Exercise passage:

• • •

So how is your engine running these
days? Many boaters, myself included, often go days or weeks without
thinking about that. But from time to time, the motor will hiccup or
stumble and will remind us that it if we let her get too far from our
mind, she’ll eventually get fed up with the inattention and let
us down.
Hopefully, you’re also like me,
and you don’t let it get that far. You do pay attention more
often than not. You take time to check the fasteners, lubrication
points, engine temperatures or the coolant indicator stream. What I
mean is you take time to show her you care, right?
When it comes to your motor, there are
certain necessities that you cannot overlook. You’ve got to see
to its mechanical needs. This includes items like fasteners and
anodes, but probably most importantly, this involves lubrication of
wear or friction surfaces. And you’ve got to make sure she gets
the power she needs, so the electrical systems from the charging and
starting systems to the ignition systems must be kept in good working
order. Luckily, there is not a lot of maintenance involved with
electrical systems. Maintain the battery, make sure the wiring
harness and connection are not damaged or corroded in any way.
But, off all your boat motor’s
needs, arguably the MOST important is your engine’s need for
fuel. I mean, at the end of the day, if there is no gas, there is no
go, right? So the care and feeding of your fuel system should be a
primary concern.
And again, thankfully, there is not a
whole lot of necessary maintenance that your fuel system demands.
First off, make sure you keep the fuel tank filled with fresh,
high-quality fuel. If the fuel in the tank is old, stale or
contaminated, then the motor will not run properly. If you leave
untreated fuel in the tank for more than a month or two, evaporating
hydrocarbons will eventually render the fuel almost useless. And, if
the fuel evaporates from the float bowls of the carburetor, it will
leave behind a gum-like material that can plug sensitive needles,
jets and passages.
It’s funny, but some people are
under the impression that carburetor tuning is a regular maintenance
task. But honestly, it’s not. The idle or high-speed mixture
screws should not require any attention unless something major has
changed, like the motor or the carburetor was rebuilt.
If the motor was running correctly
before it was put into storage, but doesn’t run right
immediately after removal from storage, the fuel supply and fuel
system are probably the first places I’ll look. And, this is
true even if the motor ran correctly for a few outings. Keep in mind
that gum or varnish which forms inside an improperly stored
carburetor may take a few hours of operation to brake loose and
suddenly clog a passage. Therefore if an engine performance problem
pops up early in the season, you MIGHT want to look at the fuel
system.

• • •

Dataset records:
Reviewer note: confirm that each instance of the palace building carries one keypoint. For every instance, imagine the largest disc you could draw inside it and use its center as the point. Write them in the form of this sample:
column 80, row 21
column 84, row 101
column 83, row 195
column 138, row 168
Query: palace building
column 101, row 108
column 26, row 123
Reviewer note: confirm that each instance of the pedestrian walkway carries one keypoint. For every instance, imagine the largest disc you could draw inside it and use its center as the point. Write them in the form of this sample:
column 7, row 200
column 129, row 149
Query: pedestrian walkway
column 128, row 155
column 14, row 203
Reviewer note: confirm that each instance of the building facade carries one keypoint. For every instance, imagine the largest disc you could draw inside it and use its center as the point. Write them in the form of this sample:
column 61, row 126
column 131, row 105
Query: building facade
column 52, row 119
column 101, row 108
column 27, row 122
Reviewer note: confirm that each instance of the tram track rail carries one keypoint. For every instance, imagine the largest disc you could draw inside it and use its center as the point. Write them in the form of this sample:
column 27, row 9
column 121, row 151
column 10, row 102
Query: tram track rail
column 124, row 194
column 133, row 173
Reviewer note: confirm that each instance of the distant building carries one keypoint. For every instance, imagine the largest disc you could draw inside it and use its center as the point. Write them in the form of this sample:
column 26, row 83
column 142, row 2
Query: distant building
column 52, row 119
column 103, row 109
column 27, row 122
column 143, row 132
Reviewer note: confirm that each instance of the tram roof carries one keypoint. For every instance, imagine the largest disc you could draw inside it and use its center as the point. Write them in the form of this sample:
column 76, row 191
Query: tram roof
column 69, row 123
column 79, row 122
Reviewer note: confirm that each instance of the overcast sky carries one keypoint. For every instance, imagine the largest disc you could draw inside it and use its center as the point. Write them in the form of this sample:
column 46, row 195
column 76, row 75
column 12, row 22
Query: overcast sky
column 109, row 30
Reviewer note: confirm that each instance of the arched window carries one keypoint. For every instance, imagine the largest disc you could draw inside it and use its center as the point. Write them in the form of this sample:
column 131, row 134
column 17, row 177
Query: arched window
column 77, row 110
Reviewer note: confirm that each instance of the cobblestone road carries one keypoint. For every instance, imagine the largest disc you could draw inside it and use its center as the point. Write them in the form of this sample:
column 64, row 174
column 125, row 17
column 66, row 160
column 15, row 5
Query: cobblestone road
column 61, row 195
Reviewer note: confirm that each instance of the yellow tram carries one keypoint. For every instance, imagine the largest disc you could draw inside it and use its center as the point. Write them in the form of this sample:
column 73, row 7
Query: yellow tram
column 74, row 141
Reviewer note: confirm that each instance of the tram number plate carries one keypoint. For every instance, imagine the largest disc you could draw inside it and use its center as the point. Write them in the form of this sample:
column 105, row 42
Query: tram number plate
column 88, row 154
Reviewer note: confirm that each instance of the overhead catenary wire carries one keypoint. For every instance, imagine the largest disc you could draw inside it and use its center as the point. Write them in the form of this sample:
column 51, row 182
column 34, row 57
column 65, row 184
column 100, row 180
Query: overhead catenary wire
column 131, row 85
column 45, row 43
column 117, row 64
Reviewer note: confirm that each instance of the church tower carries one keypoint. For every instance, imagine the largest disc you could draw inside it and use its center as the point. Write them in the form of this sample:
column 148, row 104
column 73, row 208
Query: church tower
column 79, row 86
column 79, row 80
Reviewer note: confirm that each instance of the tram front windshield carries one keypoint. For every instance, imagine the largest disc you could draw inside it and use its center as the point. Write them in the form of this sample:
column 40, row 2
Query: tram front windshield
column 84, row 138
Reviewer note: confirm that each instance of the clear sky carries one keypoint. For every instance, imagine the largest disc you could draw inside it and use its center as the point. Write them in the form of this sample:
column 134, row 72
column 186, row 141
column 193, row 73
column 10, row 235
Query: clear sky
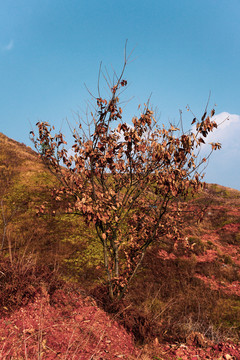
column 182, row 50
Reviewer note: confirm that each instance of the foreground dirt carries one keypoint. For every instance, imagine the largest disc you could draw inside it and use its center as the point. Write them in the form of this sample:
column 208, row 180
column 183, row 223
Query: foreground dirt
column 71, row 326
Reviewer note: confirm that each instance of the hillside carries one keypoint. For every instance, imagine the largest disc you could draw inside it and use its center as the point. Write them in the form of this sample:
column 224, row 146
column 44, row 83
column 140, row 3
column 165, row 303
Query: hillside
column 187, row 296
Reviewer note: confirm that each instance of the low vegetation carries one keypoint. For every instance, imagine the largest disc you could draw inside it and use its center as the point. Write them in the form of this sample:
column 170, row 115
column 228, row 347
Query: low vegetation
column 184, row 302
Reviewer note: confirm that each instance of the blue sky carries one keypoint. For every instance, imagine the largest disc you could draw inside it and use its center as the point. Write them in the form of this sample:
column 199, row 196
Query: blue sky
column 182, row 50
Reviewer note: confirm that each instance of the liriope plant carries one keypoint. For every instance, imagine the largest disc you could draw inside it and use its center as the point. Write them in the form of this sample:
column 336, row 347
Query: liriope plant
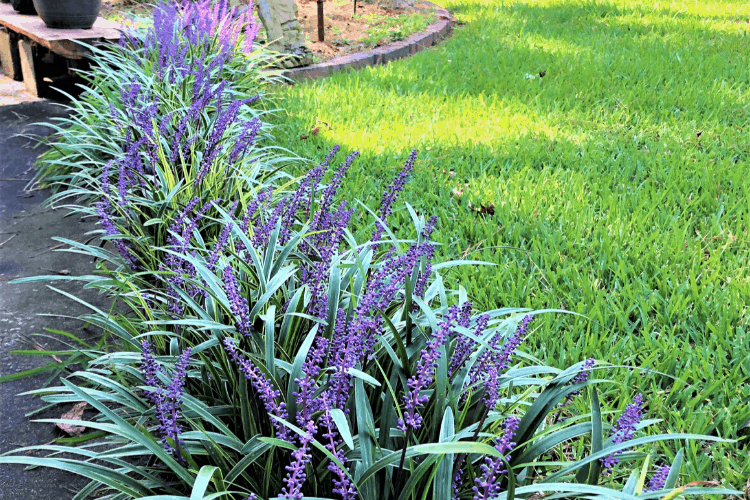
column 297, row 358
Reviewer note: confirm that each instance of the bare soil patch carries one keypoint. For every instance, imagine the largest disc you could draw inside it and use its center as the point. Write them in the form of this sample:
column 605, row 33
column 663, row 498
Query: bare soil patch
column 345, row 32
column 372, row 26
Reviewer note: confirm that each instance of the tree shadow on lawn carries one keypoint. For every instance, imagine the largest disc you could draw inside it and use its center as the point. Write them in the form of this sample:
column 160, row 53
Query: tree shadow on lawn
column 650, row 65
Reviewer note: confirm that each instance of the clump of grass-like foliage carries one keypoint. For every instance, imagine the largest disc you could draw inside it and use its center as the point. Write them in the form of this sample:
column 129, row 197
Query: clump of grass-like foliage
column 267, row 346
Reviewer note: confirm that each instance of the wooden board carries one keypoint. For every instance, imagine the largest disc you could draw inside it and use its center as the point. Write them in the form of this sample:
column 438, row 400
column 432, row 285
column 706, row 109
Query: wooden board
column 59, row 41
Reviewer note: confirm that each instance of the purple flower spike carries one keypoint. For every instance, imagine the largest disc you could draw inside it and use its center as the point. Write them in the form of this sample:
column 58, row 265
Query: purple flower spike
column 658, row 480
column 263, row 387
column 624, row 429
column 296, row 476
column 584, row 374
column 167, row 400
column 489, row 484
column 424, row 373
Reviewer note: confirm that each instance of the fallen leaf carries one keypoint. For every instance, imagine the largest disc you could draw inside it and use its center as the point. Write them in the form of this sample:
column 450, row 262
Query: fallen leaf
column 75, row 414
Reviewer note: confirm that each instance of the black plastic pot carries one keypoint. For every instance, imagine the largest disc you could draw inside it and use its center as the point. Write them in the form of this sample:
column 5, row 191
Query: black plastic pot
column 23, row 6
column 68, row 14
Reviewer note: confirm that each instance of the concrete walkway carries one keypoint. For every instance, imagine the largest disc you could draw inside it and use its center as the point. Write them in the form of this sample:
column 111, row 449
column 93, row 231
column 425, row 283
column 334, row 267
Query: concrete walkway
column 26, row 249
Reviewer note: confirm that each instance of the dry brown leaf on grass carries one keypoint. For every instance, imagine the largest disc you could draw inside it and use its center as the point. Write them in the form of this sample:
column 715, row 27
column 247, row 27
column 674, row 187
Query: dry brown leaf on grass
column 75, row 414
column 313, row 131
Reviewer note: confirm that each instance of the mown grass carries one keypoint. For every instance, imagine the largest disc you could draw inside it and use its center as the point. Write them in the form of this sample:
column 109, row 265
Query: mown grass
column 619, row 182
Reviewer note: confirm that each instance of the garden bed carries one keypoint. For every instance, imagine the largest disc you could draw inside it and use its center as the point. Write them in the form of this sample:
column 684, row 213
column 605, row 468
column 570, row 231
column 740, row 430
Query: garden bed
column 346, row 32
column 372, row 26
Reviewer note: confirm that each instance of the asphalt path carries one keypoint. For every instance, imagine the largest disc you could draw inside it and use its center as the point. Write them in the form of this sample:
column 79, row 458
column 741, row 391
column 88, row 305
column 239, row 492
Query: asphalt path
column 27, row 227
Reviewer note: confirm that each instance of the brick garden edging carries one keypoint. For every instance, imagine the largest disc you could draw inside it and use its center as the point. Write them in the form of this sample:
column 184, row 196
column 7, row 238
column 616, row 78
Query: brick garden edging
column 381, row 55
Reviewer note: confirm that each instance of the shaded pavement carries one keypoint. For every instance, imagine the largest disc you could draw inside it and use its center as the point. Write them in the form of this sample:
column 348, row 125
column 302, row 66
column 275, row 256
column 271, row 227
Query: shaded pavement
column 26, row 249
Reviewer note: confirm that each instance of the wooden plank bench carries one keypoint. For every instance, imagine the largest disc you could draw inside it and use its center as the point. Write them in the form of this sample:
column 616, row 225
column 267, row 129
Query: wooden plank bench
column 40, row 56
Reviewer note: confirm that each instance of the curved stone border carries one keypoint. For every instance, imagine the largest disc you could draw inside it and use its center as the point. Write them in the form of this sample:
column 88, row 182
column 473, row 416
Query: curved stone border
column 381, row 55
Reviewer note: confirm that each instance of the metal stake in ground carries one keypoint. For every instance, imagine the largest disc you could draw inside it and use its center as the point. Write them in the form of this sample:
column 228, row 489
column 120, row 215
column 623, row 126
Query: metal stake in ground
column 321, row 22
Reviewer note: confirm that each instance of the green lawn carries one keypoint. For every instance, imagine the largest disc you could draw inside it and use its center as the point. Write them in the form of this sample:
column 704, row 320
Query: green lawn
column 619, row 182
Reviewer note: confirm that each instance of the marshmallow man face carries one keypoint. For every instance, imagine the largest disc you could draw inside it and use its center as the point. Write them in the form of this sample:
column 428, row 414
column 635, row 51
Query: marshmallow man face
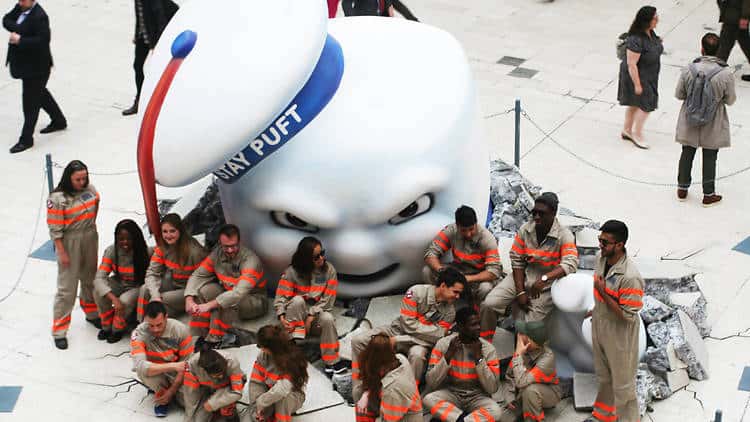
column 381, row 169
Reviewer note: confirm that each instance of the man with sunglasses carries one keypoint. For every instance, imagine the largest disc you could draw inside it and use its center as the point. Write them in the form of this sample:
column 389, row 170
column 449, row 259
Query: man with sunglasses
column 615, row 325
column 227, row 286
column 474, row 251
column 543, row 251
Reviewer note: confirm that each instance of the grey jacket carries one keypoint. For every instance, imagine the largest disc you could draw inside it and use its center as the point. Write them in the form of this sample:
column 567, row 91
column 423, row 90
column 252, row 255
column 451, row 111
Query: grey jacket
column 715, row 134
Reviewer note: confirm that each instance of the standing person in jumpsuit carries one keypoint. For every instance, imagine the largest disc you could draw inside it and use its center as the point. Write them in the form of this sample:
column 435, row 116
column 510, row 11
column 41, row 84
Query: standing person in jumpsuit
column 615, row 324
column 171, row 265
column 304, row 301
column 389, row 390
column 71, row 216
column 118, row 279
column 279, row 377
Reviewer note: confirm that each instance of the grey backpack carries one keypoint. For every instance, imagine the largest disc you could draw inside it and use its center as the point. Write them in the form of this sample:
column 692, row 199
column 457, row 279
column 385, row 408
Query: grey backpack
column 701, row 101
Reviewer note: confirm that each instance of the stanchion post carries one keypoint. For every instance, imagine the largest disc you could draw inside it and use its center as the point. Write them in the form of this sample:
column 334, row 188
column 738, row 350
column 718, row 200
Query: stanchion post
column 49, row 172
column 517, row 155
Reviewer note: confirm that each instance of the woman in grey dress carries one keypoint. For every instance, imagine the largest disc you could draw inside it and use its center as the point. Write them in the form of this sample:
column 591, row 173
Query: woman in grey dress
column 639, row 74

• • •

About this task:
Please decide whether each statement agrees with the boat engine article, and answer yes or no with the deciding words quoted from it.
1. The article treats carburetor tuning as a regular maintenance task.
2. The article says electrical systems need little maintenance.
3. The article says untreated fuel stays usable in the tank for many months.
The entries were taken from a different source than the boat engine article.

Solved exercise:
1. No: "But honestly, it’s not."
2. Yes: "Luckily, there is not a lot of maintenance involved with electrical systems."
3. No: "If you leave untreated fuel in the tank for more than a month or two, evaporating hydrocarbons will eventually render the fuel almost useless."